In the rows below, copy out word for word everything from the line with "Someone flagged brown" through the end of the rows.

***

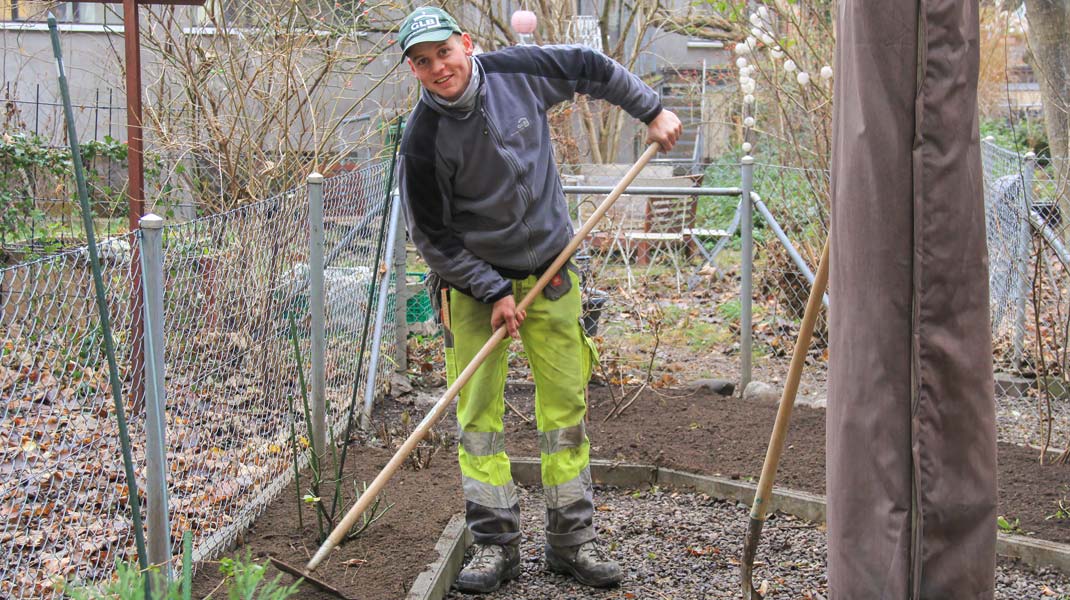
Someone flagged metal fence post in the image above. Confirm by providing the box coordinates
[308,173,327,459]
[1011,152,1037,366]
[394,194,409,373]
[139,214,171,579]
[361,193,404,429]
[739,154,754,391]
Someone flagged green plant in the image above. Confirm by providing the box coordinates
[219,550,304,600]
[980,119,1051,158]
[0,134,126,252]
[289,312,394,542]
[1044,499,1070,521]
[996,514,1022,534]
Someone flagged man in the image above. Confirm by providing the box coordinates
[398,6,681,593]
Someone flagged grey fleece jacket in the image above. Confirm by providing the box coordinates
[398,46,661,303]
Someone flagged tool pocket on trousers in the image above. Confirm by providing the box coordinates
[542,262,578,302]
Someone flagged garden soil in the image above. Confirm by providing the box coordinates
[194,384,1070,600]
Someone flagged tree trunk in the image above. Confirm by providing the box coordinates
[1025,0,1070,161]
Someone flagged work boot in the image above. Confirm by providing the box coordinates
[546,540,621,587]
[454,543,520,594]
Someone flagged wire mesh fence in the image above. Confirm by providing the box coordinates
[0,159,396,599]
[572,141,1070,447]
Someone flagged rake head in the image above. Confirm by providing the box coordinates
[739,517,765,600]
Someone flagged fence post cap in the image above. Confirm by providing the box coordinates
[137,213,165,229]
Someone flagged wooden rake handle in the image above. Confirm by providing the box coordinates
[305,143,658,572]
[739,239,828,600]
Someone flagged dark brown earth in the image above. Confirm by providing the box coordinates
[195,385,1070,600]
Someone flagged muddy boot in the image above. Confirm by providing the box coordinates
[454,544,520,594]
[546,540,621,587]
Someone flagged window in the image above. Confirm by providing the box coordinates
[0,0,123,25]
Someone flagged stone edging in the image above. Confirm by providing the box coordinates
[406,513,472,600]
[408,458,1070,600]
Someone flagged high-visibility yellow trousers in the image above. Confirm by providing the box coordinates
[443,268,597,545]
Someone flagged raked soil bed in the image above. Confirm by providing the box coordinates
[195,385,1070,600]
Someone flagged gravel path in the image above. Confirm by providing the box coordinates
[447,488,1070,600]
[996,396,1070,449]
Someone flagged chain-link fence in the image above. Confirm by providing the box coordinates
[566,141,1070,447]
[0,159,396,599]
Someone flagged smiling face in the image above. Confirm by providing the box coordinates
[406,33,474,101]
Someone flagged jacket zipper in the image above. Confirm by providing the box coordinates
[907,0,927,600]
[479,106,539,272]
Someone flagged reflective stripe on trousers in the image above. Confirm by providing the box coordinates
[444,272,597,545]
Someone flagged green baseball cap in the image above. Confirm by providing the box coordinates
[398,6,461,55]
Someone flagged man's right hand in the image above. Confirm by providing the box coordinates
[646,108,684,152]
[490,294,526,339]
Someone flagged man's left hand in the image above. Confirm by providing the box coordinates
[646,108,684,152]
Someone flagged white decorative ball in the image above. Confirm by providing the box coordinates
[509,11,538,35]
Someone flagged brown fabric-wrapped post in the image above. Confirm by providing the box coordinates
[827,0,996,600]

***

**WRITTEN RESPONSE:**
Someone flagged brown fabric-wrapped post in the image above. Confirm by providing the box coordinates
[827,0,996,600]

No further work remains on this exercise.